ЗАДАНИЕ ::
Каким словом либеральное «Русское слово» назвало покушение на Столыпина, согласно отрывку об убийстве Столыпина?

ВЫБРАННЫЙ ОТРЫВОК ::
Убийство Столыпина осудили и кадетская «Речь» и либеральное «Русское слово», назвавшее покушение «безумием». Октябристский «Голос Москвы» был недалек от истины, заявив, что «выстрел в Киеве — последний выстрел революции, ибо он осужден всей Россией». Конечно, не все осуждали убийство Столыпина, но было совершенно очевидно, что никакого «возбуждающего» революционного действия теракт не произвел. ЦК партии социалистов-революционеров опубликовал заявление о непричастности к убийству Стольшина. На страницах «Знамени труда», с одной стороны, разумеется, не выразили никакой печали по поводу смерти премьер-министра, сравнив его репрессивный режим с временами Ивана Грозного. С другой стороны, эсеры осудили средства, которые использовал Богров для осуществления покушения (если считать его революционером) — связь с охранкой и т. п. Отсюда, по мнению эсеровского публициста, теракт потерял свое моральное оправдание, ибо оно заключается в том числе в «безупречности тех средств и путей которыми осуществляется террористический акт[459].

Анонимный автор статьи как будто не заметил, что он уподобился унтер-офицерской вдове, которая сама себя высекла. Ведь наиболее славные теракты Боевой организации — убийства Плеве и великого князя Сергея Александровича были осуществлены под руководством провокатора, наверняка использовавшего свое знание полицейских приемов изнутри. «Знамя труда» обрушило град упреков на либеральную прессу, единодушно осудившую не только теракт Богрова, но и использование террористических методов вообще. На страницах газеты либералам напоминали об их восторгах , по поводу убийства Плеве, о том, что напор «друзей слева» выдвинул в свое время кадетов на «политическую авансцену». Эсеры-ортодоксы по-прежнему не видели разницы между Плеве и Столыпиным, между Россией 1904 и 1911 года. Что же касается убийства Столыпина, то оно действительно стало последним в стране «громким» террористическим актом. Оно было по-своему символично; покушение Богрова свидетельствовало о вырождении террора; оно же знаменовало крах «охранительной» политики правительства. Столыпин, убеждавший Думу в том, что заведомый провокатор Азеф — честный агент правительства, пал от руки другого агента. Впрочем, где кончается революционер и начинается провокатор, различать становилось все труднее.

ИСХОДНЫЕ ДАННЫЕ ::

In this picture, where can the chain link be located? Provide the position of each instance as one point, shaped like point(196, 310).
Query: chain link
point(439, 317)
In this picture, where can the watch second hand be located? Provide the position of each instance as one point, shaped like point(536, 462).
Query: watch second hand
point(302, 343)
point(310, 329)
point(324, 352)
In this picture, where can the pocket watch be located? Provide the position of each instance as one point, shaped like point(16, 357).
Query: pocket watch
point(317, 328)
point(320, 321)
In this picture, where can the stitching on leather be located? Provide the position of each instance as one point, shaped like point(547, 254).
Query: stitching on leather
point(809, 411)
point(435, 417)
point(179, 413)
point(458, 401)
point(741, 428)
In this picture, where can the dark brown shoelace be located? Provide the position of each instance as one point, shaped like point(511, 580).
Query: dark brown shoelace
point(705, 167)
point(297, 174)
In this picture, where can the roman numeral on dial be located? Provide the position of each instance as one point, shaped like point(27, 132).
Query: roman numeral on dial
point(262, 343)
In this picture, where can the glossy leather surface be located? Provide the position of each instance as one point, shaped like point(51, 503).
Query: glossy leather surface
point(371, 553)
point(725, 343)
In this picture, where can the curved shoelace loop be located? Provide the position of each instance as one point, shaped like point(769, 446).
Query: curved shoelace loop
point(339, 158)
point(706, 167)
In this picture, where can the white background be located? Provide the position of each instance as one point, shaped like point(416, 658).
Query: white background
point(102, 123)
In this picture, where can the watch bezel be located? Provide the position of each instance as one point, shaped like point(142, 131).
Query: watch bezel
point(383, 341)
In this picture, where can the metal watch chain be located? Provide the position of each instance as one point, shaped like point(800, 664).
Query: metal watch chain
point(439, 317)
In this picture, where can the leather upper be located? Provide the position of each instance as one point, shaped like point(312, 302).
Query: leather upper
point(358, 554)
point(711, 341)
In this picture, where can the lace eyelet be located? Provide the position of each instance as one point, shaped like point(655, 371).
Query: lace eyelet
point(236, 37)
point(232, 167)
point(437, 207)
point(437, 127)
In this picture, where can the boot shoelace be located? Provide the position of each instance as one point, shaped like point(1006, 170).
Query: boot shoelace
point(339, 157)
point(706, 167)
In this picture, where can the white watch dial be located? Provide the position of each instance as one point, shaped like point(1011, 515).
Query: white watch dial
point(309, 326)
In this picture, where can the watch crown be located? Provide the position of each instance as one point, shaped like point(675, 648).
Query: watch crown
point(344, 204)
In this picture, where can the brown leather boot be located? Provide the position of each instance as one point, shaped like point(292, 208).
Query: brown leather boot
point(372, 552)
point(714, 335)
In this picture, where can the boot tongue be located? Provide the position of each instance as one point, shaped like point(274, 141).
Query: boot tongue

ОТВЕТ ::
«Безумием».